**Exercise 1:** In the thread on the weighted random selection function, what happens in the worst case where K equals N?

**Text extract:**
* begin *
C++: function creation using array

Write a function which has:

input: array of pairs (unique id and weight) length of N, K =< N  
output: K random unique ids (from input array)  

Note: being called many times frequency of appearing of some Id in the output should be greater the more weight it has. Example: id with weight of 5 should appear in the output 5 times more often than id with weight of 1. Also, the amount of memory allocated should be known at compile time, i.e. no additional memory should be allocated.

My question is: how to solve this task?

EDIT thanks for responses everybody! currently I can't understand how weight of pair affects frequency of appearance of pair in the output, can you give me more clear, "for dummy" explanation of how it works?

Answers


My short answer: in no way.

Just because the problem definition is incorrect. As Axn brilliantly noticed:

There is a little bit of contradiction going on in the requirement. It states that K <= N. But as K approaches N, the frequency requirement will be contradicted by the Uniqueness requirement. Worst case, if K=N, all elements will be returned (i.e appear with same frequency), irrespective of their weight.

Anyway, when K is pretty small relative to N, calculated frequencies will be pretty close to theoretical values.
* end *
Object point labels
* begin *
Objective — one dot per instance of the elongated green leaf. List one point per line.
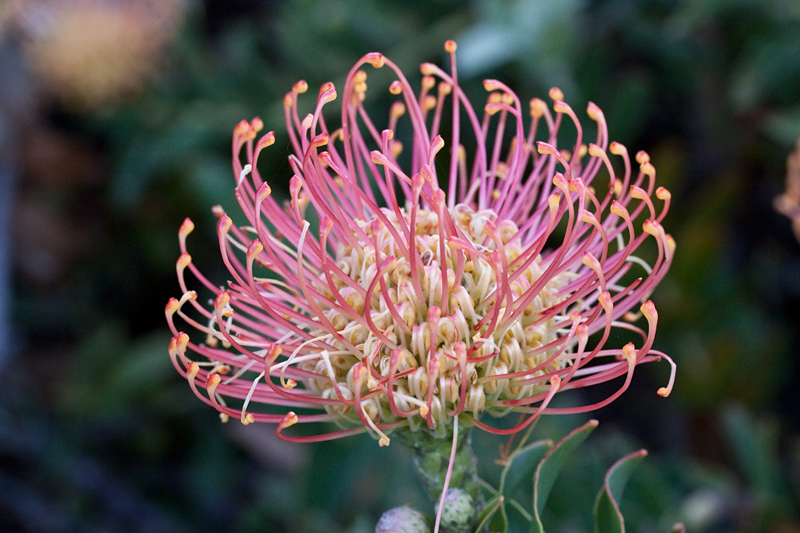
(550, 466)
(607, 516)
(491, 508)
(521, 464)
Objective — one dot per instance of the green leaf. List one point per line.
(521, 464)
(488, 511)
(549, 467)
(607, 516)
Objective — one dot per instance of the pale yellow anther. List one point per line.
(591, 261)
(617, 148)
(648, 309)
(183, 261)
(377, 157)
(652, 227)
(492, 108)
(188, 295)
(553, 200)
(545, 149)
(561, 107)
(537, 107)
(375, 59)
(268, 139)
(427, 69)
(289, 420)
(329, 95)
(492, 85)
(222, 299)
(556, 94)
(300, 87)
(398, 109)
(186, 228)
(254, 249)
(671, 244)
(638, 193)
(629, 351)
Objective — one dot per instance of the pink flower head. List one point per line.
(436, 283)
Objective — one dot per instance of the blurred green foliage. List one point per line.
(98, 433)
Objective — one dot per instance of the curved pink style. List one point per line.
(406, 283)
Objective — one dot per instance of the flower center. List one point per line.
(427, 351)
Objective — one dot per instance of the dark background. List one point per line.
(112, 133)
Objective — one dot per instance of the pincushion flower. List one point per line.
(416, 278)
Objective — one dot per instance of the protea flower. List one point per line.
(406, 286)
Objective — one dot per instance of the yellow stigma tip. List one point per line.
(556, 94)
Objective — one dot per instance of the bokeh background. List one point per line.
(115, 123)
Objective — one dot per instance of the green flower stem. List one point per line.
(430, 454)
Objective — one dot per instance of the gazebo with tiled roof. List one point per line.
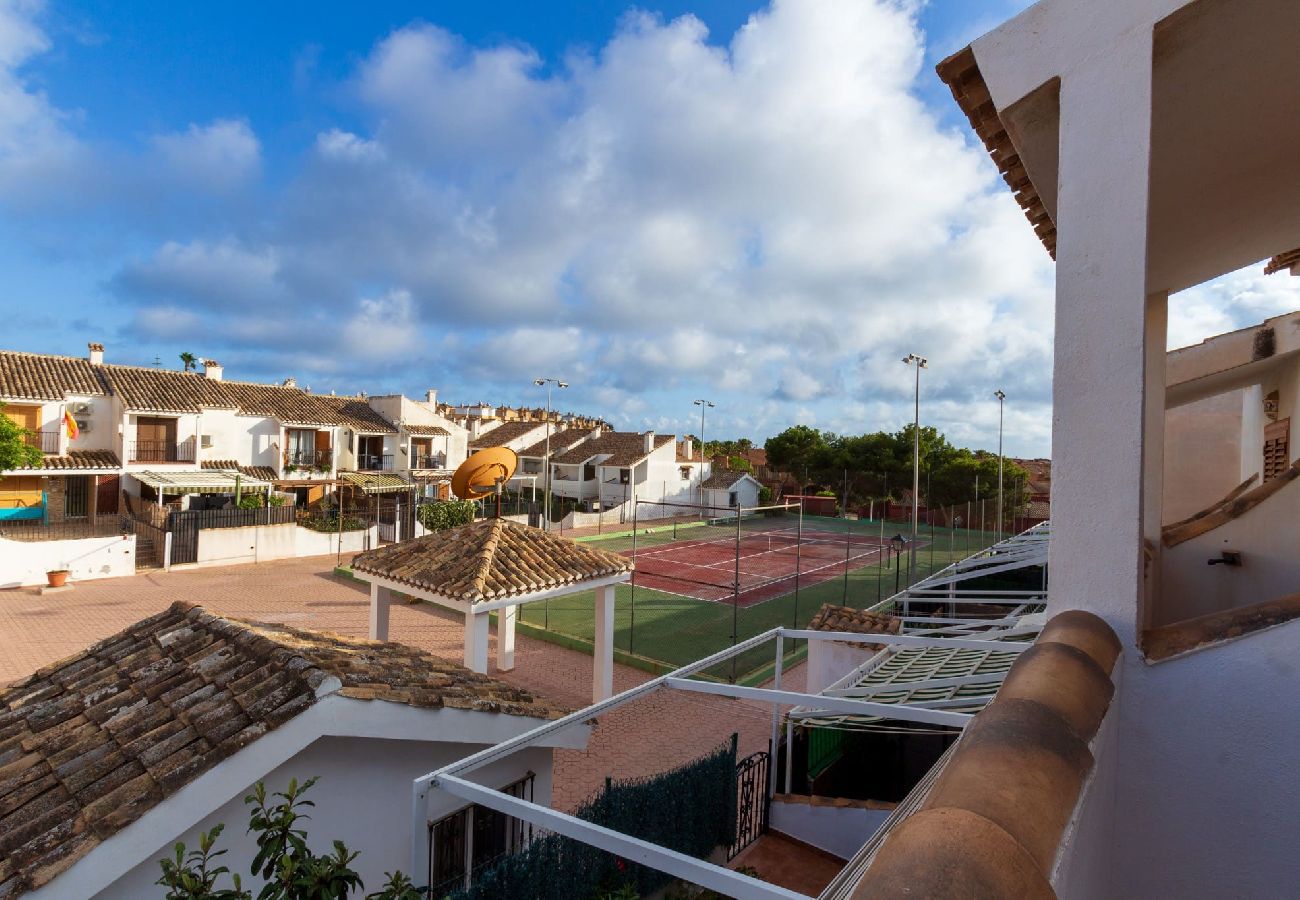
(495, 566)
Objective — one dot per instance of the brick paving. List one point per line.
(644, 738)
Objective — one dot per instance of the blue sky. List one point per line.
(766, 204)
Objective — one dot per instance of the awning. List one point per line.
(204, 481)
(373, 483)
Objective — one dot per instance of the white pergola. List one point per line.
(497, 566)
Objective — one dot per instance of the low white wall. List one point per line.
(26, 562)
(837, 830)
(232, 546)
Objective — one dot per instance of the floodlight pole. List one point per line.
(702, 406)
(1000, 397)
(921, 362)
(546, 497)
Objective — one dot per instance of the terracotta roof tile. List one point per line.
(490, 559)
(90, 744)
(44, 377)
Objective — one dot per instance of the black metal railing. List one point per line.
(161, 451)
(310, 458)
(46, 441)
(369, 462)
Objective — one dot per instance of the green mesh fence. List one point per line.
(690, 809)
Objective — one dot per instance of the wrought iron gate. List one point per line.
(752, 800)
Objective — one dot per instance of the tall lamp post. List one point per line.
(702, 406)
(1000, 397)
(921, 362)
(546, 497)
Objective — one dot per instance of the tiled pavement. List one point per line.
(646, 736)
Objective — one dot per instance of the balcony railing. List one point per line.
(46, 441)
(368, 462)
(310, 458)
(161, 451)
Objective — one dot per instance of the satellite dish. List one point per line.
(482, 472)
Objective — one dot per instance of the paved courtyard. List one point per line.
(645, 738)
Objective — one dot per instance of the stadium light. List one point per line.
(915, 463)
(546, 497)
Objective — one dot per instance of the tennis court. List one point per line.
(752, 563)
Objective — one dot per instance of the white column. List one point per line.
(1101, 334)
(602, 676)
(506, 637)
(1252, 431)
(476, 641)
(381, 598)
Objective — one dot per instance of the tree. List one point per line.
(14, 450)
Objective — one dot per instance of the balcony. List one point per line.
(315, 459)
(368, 462)
(161, 451)
(46, 441)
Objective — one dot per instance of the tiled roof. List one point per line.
(358, 415)
(260, 472)
(991, 826)
(560, 442)
(962, 76)
(43, 377)
(505, 433)
(624, 449)
(490, 559)
(165, 390)
(77, 459)
(723, 480)
(92, 743)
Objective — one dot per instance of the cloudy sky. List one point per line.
(766, 204)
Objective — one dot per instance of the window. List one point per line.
(473, 838)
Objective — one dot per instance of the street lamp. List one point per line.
(1000, 397)
(546, 497)
(915, 462)
(702, 406)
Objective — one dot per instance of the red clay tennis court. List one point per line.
(765, 562)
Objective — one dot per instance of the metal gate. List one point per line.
(752, 800)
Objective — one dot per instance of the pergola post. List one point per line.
(381, 598)
(602, 675)
(506, 637)
(476, 641)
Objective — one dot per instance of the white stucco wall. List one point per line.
(26, 562)
(363, 799)
(839, 830)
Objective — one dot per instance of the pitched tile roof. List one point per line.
(77, 459)
(358, 415)
(992, 822)
(962, 76)
(90, 744)
(44, 377)
(490, 559)
(624, 449)
(505, 433)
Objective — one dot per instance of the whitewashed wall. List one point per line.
(363, 799)
(26, 562)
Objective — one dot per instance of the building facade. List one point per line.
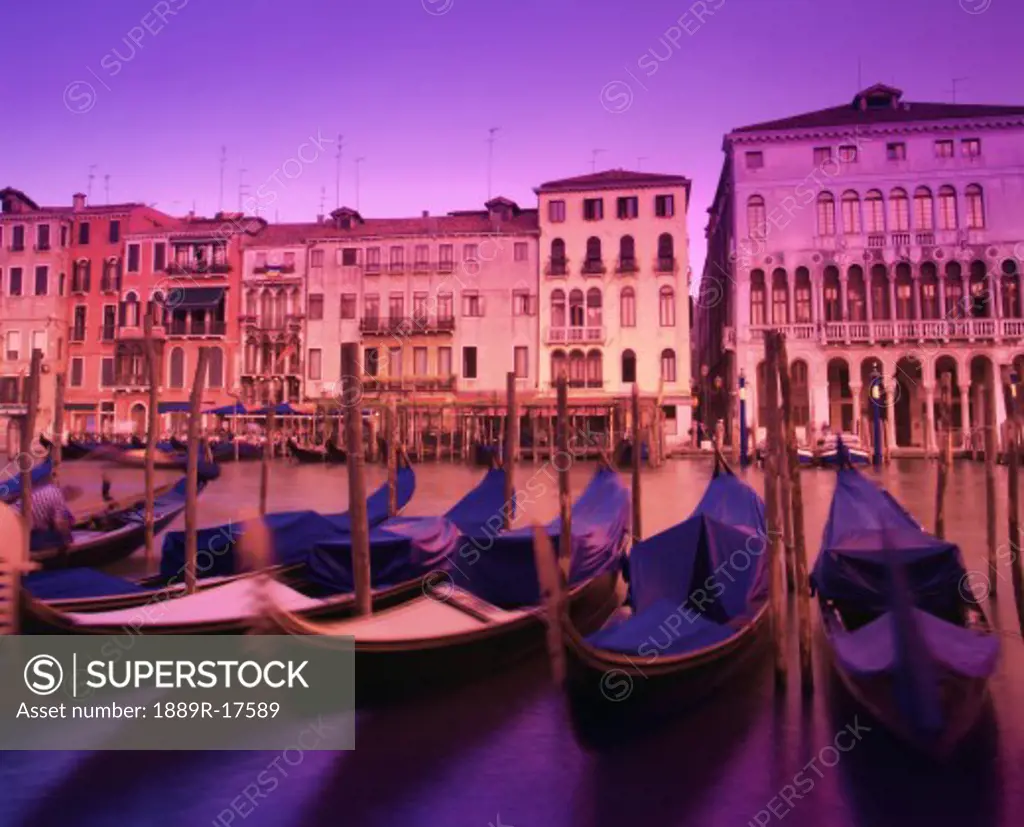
(442, 305)
(613, 289)
(882, 235)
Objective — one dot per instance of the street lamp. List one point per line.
(744, 459)
(877, 416)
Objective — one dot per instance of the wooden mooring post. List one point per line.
(772, 453)
(798, 559)
(356, 479)
(192, 473)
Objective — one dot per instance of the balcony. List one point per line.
(557, 267)
(571, 336)
(413, 383)
(197, 327)
(404, 325)
(940, 330)
(198, 268)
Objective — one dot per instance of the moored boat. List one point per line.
(907, 641)
(696, 615)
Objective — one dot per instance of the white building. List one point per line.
(881, 234)
(442, 305)
(614, 306)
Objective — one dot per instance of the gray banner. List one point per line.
(177, 692)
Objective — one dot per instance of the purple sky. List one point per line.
(416, 92)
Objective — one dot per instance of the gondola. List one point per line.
(905, 640)
(10, 488)
(484, 610)
(696, 616)
(107, 536)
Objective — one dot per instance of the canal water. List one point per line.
(499, 751)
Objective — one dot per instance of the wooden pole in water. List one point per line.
(990, 449)
(391, 419)
(56, 452)
(637, 459)
(562, 464)
(798, 560)
(771, 505)
(511, 444)
(192, 474)
(945, 453)
(28, 434)
(1013, 512)
(153, 364)
(356, 479)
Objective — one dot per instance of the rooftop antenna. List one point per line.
(337, 173)
(491, 156)
(243, 188)
(223, 168)
(358, 161)
(953, 89)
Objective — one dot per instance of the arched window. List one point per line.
(947, 208)
(669, 364)
(627, 307)
(576, 309)
(627, 255)
(924, 210)
(215, 367)
(975, 207)
(129, 310)
(875, 213)
(557, 266)
(826, 214)
(667, 307)
(594, 307)
(629, 366)
(899, 209)
(578, 368)
(557, 308)
(557, 364)
(177, 368)
(593, 262)
(595, 370)
(851, 212)
(756, 218)
(758, 316)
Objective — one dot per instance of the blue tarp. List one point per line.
(10, 488)
(293, 534)
(695, 583)
(402, 549)
(500, 567)
(880, 567)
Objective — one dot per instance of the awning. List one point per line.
(194, 298)
(238, 409)
(173, 407)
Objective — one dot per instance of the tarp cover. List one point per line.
(293, 534)
(695, 583)
(500, 568)
(401, 549)
(10, 488)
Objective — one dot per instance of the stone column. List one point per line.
(965, 412)
(930, 442)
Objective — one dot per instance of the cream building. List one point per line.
(613, 289)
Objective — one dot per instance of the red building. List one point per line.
(189, 277)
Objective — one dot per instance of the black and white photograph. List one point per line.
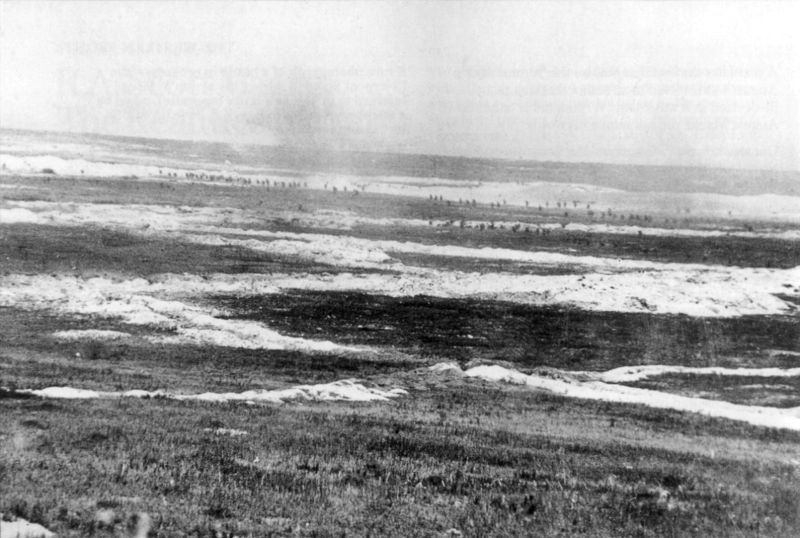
(399, 269)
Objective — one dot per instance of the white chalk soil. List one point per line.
(20, 528)
(567, 384)
(347, 390)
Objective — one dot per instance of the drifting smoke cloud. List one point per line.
(303, 109)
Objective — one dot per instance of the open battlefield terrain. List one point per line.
(208, 340)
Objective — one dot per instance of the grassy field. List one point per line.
(455, 456)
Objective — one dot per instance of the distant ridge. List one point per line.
(629, 177)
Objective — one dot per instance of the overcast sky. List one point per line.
(714, 84)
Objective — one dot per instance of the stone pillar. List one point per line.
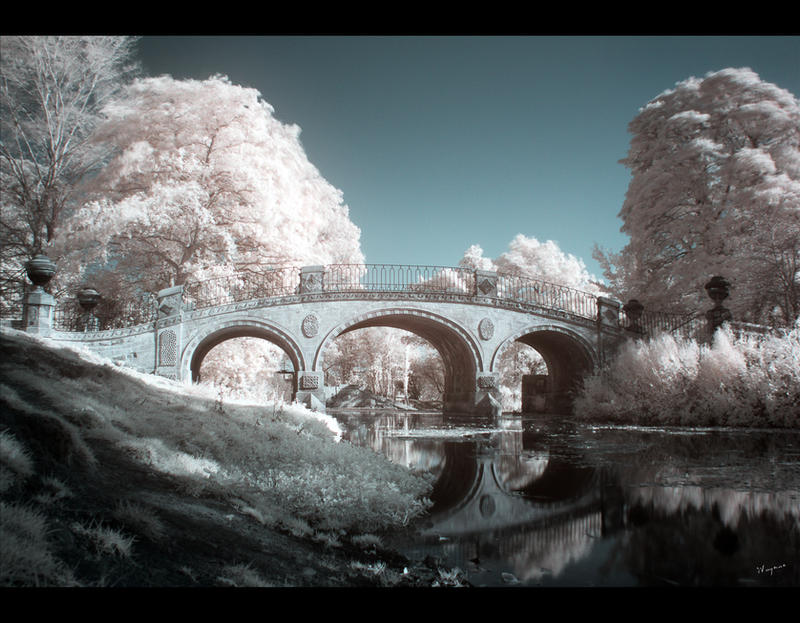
(486, 283)
(487, 394)
(311, 390)
(608, 312)
(311, 279)
(169, 334)
(39, 312)
(170, 301)
(633, 310)
(39, 304)
(88, 299)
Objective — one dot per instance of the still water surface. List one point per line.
* end *
**Exercise 2:** Reproduce the entries, starting with the line that contains "Objective — one dot per instance of the distant" and continuing through the end of the entries. Leave the pictures out.

**Final answer 1:** All elements are returned, appearing with the same frequency regardless of their weight.

**Final answer 2:**
Objective — one dot per instance of the distant ridge. List one point per line.
(629, 177)
Objective — one dot per instance of the overcast sky. List one point per line.
(714, 84)
Objective — one dot per instance of the stone pillar. List one point per line.
(486, 283)
(487, 394)
(311, 390)
(608, 312)
(311, 279)
(169, 334)
(39, 312)
(170, 301)
(633, 310)
(39, 304)
(88, 299)
Objective — one dot per instance of the still water surface. List one point per line.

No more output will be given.